Task brief:
Turn the lines of these records into a numbered list, leaving out any blank lines.

(Records from a dataset)

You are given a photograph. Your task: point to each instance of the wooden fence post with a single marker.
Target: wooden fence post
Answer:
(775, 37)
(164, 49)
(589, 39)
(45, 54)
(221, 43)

Task response:
1. You are given a photograph. Your task: point to each instance of the wooden fence post with a single marker.
2. Target: wooden fence post
3. Answer:
4. (775, 37)
5. (164, 49)
6. (589, 39)
7. (45, 54)
8. (221, 43)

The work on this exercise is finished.